◆ Written exercise: Copy every line of the listing below word for word, leaving out the pictures.

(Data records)
....................
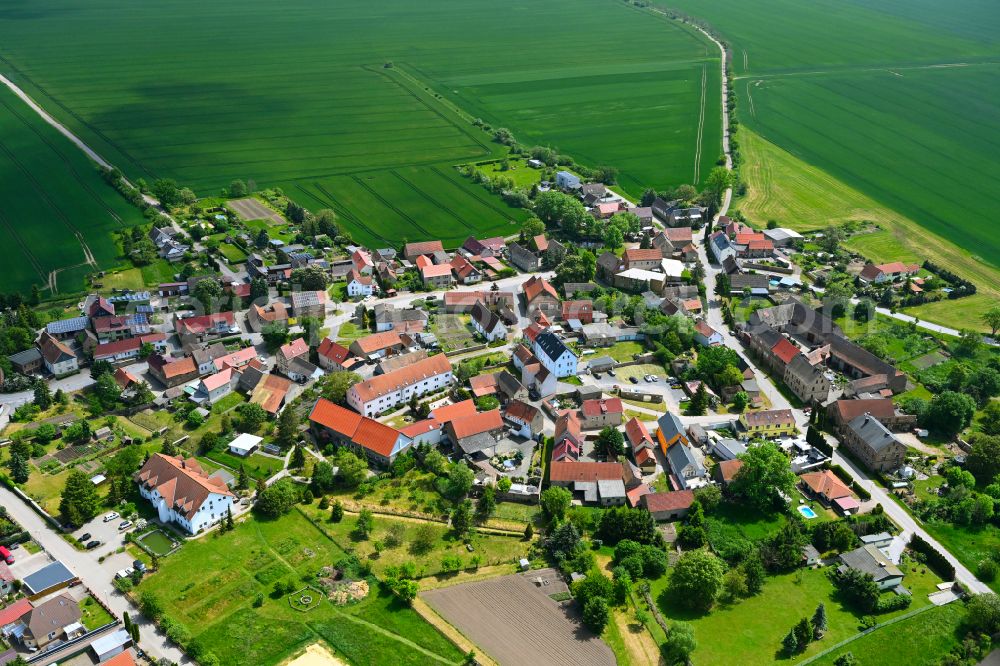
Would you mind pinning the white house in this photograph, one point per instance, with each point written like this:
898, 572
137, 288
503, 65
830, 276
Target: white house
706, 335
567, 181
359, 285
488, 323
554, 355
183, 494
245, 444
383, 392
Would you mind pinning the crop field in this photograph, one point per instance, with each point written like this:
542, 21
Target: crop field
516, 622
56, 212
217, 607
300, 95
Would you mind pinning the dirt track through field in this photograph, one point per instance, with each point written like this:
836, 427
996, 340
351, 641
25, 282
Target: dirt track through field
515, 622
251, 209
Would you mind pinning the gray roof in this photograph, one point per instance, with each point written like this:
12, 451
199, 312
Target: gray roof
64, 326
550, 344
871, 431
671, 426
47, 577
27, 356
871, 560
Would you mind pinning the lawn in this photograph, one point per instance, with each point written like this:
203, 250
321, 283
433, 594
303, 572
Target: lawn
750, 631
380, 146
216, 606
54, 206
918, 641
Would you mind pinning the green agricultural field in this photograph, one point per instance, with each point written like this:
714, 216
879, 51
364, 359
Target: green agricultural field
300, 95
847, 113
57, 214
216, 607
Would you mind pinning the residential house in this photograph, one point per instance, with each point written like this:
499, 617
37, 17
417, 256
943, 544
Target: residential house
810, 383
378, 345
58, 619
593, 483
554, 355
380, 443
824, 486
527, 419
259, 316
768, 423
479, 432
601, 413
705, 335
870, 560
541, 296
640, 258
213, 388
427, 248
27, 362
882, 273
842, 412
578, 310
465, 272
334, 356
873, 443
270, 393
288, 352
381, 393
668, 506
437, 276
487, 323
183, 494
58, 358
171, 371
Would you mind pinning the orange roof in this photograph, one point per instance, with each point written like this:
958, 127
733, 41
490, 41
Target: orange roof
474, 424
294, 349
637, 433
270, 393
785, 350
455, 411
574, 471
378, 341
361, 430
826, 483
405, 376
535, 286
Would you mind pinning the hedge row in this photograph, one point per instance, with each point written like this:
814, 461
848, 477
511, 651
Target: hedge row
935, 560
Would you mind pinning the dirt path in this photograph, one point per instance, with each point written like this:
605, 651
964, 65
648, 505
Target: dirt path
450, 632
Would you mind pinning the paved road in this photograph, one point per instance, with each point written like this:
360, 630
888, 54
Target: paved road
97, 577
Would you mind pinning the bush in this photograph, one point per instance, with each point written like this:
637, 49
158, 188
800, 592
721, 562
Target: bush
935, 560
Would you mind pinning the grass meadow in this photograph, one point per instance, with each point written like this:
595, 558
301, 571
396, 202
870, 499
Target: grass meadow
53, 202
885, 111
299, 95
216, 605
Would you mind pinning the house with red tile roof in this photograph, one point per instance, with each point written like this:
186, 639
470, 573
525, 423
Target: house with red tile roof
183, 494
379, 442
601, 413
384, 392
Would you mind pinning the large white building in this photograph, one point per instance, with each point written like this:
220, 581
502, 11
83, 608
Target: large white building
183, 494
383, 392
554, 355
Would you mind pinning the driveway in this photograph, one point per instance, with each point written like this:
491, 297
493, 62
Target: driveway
....................
◆ Result of the exercise:
Would you mind pinning the white house in this photograph, one point per instance, with each point written like this:
898, 572
137, 288
503, 65
830, 276
Target: white house
706, 335
567, 181
359, 285
488, 323
554, 355
183, 494
245, 444
383, 392
Would you mind pinning the crop field in this photograph, one point per instance, with each point written like this:
542, 21
Target: crop field
516, 622
56, 212
217, 607
300, 95
Would you mind pinning the dirt track through field in this photograph, one point per instance, with each point written like this:
836, 427
996, 340
351, 641
25, 282
Target: dirt track through field
515, 622
251, 209
Would you mind pinning the gray roof in this photograph, one point per instance, with each point written like this:
12, 451
199, 312
Target: gray roof
64, 326
550, 344
871, 431
671, 426
47, 577
27, 356
871, 560
Would you mind pinning the lawn in this photograph, one point per instance, with each point written like this:
203, 250
321, 283
433, 594
303, 572
Target: lawn
750, 631
380, 146
216, 606
54, 206
918, 641
Would you mind pinning the green agricultural field in this photograph, one point per instance, with each point written like this:
714, 216
879, 51
364, 359
Target: green agricultural field
300, 95
847, 113
57, 214
216, 607
Would you mind pinning the residential house in this photograph, one point per instance, with each point written like this:
499, 617
37, 17
417, 256
943, 544
Target: residential house
810, 383
378, 345
58, 619
593, 483
554, 355
380, 443
824, 486
527, 419
259, 316
768, 423
479, 432
601, 413
705, 335
870, 560
541, 296
640, 258
213, 388
427, 248
27, 362
882, 273
842, 412
578, 310
465, 272
334, 356
873, 443
270, 393
288, 352
381, 393
668, 506
437, 276
487, 323
183, 494
58, 358
171, 371
Would you mind pinning the orange roof in this photograph, one point per instance, with each point written like this:
958, 127
733, 41
490, 41
Target: orange roof
474, 424
294, 349
637, 433
270, 393
785, 350
455, 411
574, 471
378, 341
361, 430
826, 483
405, 376
535, 286
Would you mind pinning the hedge row in this photograph, one point per instance, with each point written like this:
814, 461
848, 477
511, 651
Target: hedge row
935, 560
Would you mind pinning the dirt path in this photograph, one point per instance, with each point written like this:
605, 651
964, 65
648, 505
Target: dirt path
450, 632
Would you mind pinning the paved road in this photograph, one point per instance, with each point written like this:
360, 630
888, 54
Target: paved road
97, 577
Would you mind pinning the bush in this photograph, one point per instance, with each point written like this:
637, 49
158, 188
800, 592
721, 562
Target: bush
935, 560
Would you mind pinning the grass meadow in this photograph, one point per instance, with each point written like this:
595, 558
301, 571
396, 202
870, 499
Target: grass meadow
53, 202
885, 111
299, 95
216, 605
Would you mind pinning the house with red tile roof in this photograph, one point per instance, with each point written like this:
186, 639
470, 573
525, 423
Target: house with red tile roof
183, 494
379, 442
601, 413
384, 392
Would you mind pinning the large white building in this photograph, one point per instance, with each point written like this:
220, 581
502, 11
83, 608
Target: large white building
183, 494
383, 392
554, 355
Would you mind pinning the driveway in this photograph, one point per instance, with each point written like this:
491, 297
493, 62
Target: driveway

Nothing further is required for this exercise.